======== MATERIAL SHOWN

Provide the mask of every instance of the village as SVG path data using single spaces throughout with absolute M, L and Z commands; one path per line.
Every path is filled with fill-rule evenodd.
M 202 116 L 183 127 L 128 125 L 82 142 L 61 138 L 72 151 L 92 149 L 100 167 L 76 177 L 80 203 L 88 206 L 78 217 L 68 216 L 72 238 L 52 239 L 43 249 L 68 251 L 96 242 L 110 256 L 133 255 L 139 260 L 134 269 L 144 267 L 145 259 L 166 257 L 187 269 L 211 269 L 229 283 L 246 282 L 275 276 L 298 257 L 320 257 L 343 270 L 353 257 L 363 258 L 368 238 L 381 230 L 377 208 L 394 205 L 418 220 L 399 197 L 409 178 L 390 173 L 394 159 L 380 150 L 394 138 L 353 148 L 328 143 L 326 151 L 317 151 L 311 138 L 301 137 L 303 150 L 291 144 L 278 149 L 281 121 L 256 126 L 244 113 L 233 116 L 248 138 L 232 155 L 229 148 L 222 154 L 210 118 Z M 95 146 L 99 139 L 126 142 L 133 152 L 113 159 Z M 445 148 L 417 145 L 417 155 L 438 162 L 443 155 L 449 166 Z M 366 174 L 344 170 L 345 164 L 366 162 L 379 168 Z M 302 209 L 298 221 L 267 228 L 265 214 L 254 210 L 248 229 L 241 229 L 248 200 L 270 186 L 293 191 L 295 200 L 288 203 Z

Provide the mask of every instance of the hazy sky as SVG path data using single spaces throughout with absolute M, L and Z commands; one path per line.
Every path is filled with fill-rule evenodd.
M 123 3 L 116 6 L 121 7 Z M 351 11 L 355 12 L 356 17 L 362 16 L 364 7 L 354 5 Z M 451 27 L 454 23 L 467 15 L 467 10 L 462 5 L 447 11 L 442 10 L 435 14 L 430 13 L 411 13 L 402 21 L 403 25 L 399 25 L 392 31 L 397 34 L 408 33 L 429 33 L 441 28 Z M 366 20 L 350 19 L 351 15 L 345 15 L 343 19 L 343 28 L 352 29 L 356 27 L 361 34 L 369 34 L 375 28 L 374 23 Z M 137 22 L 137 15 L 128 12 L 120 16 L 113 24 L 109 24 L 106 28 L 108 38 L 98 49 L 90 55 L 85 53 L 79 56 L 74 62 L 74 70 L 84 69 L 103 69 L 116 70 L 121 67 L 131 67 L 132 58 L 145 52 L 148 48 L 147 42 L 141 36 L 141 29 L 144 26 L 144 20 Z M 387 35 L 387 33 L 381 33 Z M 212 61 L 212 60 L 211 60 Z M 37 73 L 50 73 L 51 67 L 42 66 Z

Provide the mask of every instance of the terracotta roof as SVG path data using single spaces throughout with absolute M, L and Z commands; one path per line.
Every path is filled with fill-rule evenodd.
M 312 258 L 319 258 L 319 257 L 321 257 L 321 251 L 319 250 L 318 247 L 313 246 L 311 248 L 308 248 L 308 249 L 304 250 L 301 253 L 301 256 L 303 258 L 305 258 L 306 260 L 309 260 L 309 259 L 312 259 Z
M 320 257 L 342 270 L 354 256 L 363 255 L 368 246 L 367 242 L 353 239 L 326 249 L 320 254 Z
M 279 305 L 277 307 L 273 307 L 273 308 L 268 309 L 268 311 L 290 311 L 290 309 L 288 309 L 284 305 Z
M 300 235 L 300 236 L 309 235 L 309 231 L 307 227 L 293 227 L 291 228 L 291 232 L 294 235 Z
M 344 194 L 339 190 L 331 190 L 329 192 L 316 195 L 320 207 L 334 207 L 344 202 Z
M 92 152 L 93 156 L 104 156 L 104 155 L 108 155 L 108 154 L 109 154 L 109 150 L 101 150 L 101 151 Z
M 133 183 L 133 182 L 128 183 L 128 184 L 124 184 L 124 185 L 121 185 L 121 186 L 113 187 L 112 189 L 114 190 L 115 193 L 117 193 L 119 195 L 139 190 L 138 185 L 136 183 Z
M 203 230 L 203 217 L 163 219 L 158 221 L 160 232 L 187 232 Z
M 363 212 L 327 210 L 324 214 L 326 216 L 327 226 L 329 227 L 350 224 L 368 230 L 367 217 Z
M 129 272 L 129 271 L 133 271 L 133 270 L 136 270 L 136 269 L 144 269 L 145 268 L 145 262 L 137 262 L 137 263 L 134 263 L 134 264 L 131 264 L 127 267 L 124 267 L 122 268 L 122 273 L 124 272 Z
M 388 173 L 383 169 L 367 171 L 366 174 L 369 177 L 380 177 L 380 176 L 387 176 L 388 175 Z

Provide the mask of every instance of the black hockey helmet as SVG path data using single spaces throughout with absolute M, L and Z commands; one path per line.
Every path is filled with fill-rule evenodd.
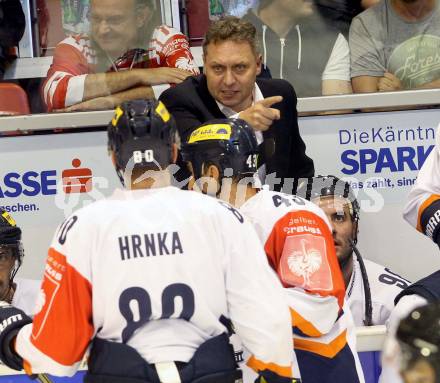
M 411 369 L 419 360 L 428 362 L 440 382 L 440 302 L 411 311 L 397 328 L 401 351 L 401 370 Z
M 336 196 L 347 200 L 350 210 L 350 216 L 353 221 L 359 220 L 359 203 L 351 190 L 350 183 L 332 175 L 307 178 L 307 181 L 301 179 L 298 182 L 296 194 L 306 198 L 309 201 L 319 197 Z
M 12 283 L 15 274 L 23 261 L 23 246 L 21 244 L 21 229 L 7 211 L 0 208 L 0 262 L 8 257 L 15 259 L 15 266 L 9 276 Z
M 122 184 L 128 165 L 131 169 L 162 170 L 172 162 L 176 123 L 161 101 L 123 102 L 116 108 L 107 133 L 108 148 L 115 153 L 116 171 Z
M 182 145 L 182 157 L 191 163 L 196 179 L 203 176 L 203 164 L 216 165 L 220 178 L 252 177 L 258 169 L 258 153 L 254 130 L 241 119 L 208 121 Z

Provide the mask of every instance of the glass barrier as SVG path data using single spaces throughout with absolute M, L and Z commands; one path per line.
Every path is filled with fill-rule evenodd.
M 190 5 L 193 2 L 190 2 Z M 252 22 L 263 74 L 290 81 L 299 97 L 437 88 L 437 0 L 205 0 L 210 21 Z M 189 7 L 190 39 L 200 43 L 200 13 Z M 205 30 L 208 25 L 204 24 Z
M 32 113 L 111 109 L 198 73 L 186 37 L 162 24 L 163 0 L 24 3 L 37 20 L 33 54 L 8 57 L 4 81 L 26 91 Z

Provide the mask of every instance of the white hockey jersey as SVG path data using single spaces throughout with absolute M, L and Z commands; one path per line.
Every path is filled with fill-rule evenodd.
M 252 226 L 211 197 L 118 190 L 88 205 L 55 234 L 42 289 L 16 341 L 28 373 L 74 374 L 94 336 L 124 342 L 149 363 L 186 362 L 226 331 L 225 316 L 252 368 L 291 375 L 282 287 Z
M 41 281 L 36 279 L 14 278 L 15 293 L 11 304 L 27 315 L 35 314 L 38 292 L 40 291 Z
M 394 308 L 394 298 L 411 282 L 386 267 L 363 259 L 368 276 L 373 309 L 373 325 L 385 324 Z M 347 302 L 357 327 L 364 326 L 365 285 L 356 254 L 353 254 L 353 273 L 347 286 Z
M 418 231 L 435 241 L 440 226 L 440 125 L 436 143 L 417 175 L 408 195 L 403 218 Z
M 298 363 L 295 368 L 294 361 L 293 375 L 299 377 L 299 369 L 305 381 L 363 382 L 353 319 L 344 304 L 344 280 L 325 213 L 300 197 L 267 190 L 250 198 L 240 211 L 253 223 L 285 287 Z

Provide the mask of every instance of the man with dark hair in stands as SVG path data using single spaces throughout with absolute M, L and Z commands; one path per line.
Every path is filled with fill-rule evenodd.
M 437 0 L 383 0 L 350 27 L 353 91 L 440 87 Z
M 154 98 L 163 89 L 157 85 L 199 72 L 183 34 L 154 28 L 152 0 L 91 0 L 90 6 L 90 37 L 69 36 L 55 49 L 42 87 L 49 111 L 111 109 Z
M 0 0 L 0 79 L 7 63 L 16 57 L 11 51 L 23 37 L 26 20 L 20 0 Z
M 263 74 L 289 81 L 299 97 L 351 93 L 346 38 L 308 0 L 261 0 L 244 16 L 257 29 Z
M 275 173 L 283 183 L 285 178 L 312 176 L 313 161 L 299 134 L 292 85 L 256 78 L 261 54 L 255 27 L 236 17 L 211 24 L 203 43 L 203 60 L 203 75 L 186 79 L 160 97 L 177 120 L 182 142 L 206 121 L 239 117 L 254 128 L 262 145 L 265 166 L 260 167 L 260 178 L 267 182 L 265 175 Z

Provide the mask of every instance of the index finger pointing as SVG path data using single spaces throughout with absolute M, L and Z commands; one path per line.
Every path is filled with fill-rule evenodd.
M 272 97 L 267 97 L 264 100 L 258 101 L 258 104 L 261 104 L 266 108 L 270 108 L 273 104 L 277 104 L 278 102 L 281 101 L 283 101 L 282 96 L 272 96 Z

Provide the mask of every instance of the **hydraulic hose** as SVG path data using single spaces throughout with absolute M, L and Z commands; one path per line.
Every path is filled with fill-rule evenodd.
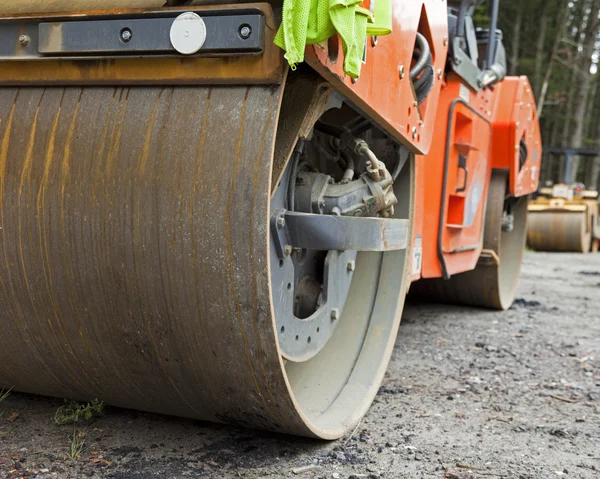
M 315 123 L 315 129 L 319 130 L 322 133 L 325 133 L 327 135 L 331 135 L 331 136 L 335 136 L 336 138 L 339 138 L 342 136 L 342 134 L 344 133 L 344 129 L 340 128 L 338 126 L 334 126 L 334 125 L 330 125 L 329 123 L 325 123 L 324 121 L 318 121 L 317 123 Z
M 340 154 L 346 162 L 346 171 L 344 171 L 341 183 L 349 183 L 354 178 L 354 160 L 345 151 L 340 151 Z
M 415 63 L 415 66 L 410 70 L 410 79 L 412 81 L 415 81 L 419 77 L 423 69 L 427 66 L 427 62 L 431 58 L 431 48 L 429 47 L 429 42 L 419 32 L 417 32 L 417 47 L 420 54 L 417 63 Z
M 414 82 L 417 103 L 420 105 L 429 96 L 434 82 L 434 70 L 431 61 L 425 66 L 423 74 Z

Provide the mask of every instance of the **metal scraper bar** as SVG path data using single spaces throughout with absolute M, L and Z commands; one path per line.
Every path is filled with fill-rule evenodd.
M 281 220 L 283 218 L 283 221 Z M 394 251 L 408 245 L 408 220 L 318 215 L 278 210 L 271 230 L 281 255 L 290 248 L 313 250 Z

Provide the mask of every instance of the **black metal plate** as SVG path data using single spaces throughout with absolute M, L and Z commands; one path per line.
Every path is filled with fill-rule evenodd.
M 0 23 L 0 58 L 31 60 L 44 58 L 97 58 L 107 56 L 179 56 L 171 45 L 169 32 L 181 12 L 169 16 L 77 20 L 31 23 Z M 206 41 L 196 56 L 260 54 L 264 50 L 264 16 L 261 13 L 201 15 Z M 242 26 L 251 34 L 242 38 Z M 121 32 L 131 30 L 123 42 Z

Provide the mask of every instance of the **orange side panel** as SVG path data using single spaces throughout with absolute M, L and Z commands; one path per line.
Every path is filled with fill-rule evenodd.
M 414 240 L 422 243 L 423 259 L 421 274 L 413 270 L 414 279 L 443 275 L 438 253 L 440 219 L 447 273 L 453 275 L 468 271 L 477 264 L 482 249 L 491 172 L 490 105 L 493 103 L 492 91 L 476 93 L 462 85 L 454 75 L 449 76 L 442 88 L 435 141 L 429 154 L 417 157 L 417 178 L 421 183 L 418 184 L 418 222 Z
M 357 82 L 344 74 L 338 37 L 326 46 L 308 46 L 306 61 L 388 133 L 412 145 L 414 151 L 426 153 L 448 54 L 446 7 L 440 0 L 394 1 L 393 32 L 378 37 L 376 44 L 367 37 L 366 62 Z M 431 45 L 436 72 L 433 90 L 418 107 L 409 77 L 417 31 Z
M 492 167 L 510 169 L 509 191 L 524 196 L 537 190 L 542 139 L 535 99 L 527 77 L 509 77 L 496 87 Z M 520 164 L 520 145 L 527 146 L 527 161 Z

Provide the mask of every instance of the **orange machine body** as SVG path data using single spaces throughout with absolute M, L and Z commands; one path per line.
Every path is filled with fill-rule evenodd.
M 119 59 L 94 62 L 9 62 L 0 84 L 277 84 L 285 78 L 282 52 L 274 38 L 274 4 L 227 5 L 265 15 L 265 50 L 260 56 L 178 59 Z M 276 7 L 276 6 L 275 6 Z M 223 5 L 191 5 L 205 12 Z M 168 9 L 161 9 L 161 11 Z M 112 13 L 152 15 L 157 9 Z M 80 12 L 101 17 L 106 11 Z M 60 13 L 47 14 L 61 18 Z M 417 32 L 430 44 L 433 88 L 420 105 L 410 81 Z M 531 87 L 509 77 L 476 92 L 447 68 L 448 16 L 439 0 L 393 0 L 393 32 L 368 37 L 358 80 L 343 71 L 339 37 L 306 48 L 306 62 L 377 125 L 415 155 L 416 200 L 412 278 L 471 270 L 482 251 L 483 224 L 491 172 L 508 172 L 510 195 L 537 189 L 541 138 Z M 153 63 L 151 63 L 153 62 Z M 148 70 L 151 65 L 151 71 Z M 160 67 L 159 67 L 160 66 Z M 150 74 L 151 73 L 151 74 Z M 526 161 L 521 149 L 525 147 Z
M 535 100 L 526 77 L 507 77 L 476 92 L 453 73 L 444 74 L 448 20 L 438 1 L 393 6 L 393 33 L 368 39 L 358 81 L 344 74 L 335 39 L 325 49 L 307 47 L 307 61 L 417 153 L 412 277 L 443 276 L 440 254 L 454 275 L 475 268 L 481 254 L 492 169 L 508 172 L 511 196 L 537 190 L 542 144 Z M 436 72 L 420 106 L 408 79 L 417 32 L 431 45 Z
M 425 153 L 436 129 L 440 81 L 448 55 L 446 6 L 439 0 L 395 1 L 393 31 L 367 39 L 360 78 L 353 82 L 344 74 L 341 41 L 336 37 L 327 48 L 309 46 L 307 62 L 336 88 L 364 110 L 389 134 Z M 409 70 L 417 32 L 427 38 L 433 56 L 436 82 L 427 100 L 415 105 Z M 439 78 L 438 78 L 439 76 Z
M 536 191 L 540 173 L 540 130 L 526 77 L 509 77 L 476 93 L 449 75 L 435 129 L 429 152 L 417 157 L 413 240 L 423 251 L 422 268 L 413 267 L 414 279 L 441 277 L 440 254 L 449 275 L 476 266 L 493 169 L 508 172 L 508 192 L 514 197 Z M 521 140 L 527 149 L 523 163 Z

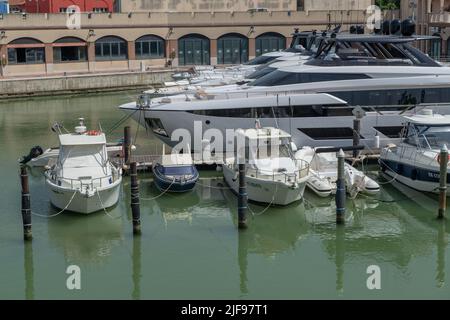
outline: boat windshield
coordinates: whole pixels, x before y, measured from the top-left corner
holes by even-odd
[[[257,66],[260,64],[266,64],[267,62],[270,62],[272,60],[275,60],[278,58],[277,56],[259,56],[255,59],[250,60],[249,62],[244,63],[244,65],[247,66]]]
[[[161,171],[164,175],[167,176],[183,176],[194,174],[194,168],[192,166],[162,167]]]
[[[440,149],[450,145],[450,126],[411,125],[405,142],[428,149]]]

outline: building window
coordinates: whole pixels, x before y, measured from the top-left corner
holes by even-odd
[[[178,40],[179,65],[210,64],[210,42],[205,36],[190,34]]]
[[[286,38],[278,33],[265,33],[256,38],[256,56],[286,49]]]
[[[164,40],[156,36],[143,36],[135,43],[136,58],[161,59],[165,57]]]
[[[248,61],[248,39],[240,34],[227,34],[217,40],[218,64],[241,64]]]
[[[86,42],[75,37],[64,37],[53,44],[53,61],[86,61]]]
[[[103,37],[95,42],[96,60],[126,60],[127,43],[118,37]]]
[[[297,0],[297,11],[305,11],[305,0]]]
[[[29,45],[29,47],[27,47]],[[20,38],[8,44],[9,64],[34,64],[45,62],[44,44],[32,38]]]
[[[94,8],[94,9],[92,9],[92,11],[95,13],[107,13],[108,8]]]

================

• _WORK REQUEST_
Please find every line in the records that contains the word "black", and copy it out.

• _RESPONSE TO THE EXERCISE_
Provide the mask of every instance of the black hockey helmet as SVG path data using single spaces throughout with absolute M, L and Z commands; one path per line.
Provide the mask of every instance of the **black metal plate** as SVG path data using single spaces throughout with absolute M, L and Z commands; one path per line.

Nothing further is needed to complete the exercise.